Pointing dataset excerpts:
================

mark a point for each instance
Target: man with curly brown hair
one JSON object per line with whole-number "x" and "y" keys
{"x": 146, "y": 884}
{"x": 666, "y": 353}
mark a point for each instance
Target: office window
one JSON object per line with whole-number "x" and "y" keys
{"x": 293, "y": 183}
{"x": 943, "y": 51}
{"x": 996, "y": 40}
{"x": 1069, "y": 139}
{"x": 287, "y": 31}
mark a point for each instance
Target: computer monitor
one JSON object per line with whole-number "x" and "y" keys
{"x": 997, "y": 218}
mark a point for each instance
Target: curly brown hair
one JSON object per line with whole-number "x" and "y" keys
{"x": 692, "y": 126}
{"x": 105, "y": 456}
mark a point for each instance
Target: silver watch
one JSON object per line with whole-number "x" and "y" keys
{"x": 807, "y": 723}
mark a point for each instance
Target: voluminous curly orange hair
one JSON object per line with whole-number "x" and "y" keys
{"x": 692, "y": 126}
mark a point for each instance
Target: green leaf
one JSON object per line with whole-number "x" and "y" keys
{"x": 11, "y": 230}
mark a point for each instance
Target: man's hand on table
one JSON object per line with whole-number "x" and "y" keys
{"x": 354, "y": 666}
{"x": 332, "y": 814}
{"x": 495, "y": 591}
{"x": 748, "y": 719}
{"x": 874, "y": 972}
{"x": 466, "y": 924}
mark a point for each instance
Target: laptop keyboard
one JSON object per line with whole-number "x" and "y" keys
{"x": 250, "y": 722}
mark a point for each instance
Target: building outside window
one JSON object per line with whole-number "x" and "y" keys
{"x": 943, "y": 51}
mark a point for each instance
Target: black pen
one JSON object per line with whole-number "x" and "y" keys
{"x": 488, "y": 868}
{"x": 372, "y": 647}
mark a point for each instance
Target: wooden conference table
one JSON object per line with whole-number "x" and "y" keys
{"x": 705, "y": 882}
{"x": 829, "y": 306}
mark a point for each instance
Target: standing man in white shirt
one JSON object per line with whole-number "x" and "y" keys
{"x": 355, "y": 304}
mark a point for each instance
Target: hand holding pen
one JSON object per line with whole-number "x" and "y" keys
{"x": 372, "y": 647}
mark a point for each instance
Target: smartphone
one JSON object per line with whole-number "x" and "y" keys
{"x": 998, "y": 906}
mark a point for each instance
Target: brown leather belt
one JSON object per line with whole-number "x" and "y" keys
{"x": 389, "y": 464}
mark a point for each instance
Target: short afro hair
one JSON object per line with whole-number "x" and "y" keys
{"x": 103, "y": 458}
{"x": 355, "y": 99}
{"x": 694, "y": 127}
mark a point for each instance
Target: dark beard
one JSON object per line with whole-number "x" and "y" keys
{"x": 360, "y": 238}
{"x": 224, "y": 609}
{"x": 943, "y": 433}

================

Problem: Give the entries once more, exactly as they appear.

Full solution:
mark a point for each instance
Target: man with curly brown hair
one JSON object per line with whole-number "x" and "y" keys
{"x": 146, "y": 884}
{"x": 666, "y": 353}
mark a point for each instance
Target: office window
one JSON object per line with whole-number "x" and "y" keys
{"x": 293, "y": 183}
{"x": 943, "y": 51}
{"x": 996, "y": 40}
{"x": 1069, "y": 139}
{"x": 287, "y": 31}
mark a point for each instance
Target: computer monitor
one JSON object per line with whole-number "x" and "y" keys
{"x": 997, "y": 218}
mark a point for each instance
Target: curly brown hair
one JSON object per line with whole-number "x" and "y" keys
{"x": 692, "y": 126}
{"x": 105, "y": 456}
mark a point for each instance
Target: silver watch
one JSON object per line with whole-number "x" and "y" keys
{"x": 807, "y": 723}
mark a point for each instance
Target: voluminous curly orange hair
one JSON object per line with whole-number "x" and "y" keys
{"x": 692, "y": 126}
mark a point for each instance
Target: green leaf
one JSON object per line with whole-number "x" and "y" keys
{"x": 11, "y": 230}
mark a point for each instance
Target: man's hand on table
one JSON object per line with whole-number "x" and "y" keys
{"x": 354, "y": 666}
{"x": 332, "y": 814}
{"x": 495, "y": 591}
{"x": 748, "y": 719}
{"x": 874, "y": 972}
{"x": 466, "y": 924}
mark a point for each instance
Target: laptop keyboard
one JSON object per line with whole-number "x" and "y" keys
{"x": 250, "y": 722}
mark a point for each instance
Target: building outside window
one JSON object per line with whole-number "x" and "y" keys
{"x": 943, "y": 51}
mark a point for each instance
Target: black pen
one JSON object per line with whole-number "x" and "y" keys
{"x": 488, "y": 868}
{"x": 372, "y": 647}
mark a point for each instance
Target: wooden conference table
one JSON object per line with whole-number "x" and "y" keys
{"x": 705, "y": 882}
{"x": 829, "y": 306}
mark a point for each instance
Target: standing man in white shirt
one JSON object per line with whole-number "x" and "y" keys
{"x": 355, "y": 304}
mark a point for each instance
Target: hand holding pen
one JSON object per line with whole-number "x" and "y" keys
{"x": 372, "y": 647}
mark a point for each instance
Target: smartphone
one JSON object per line with whole-number "x" and "y" keys
{"x": 998, "y": 906}
mark a point for each instance
Target: brown leather belt
one JSON object per line with whole-number "x" and "y" keys
{"x": 389, "y": 464}
mark a point for each instance
Target: short afro hair
one JSON object per line with whole-number "x" and "y" keys
{"x": 103, "y": 458}
{"x": 355, "y": 99}
{"x": 694, "y": 127}
mark a point for each instance
Target: dark beard
one JSON object per line with whole-number "x" and "y" keys
{"x": 360, "y": 238}
{"x": 224, "y": 609}
{"x": 943, "y": 433}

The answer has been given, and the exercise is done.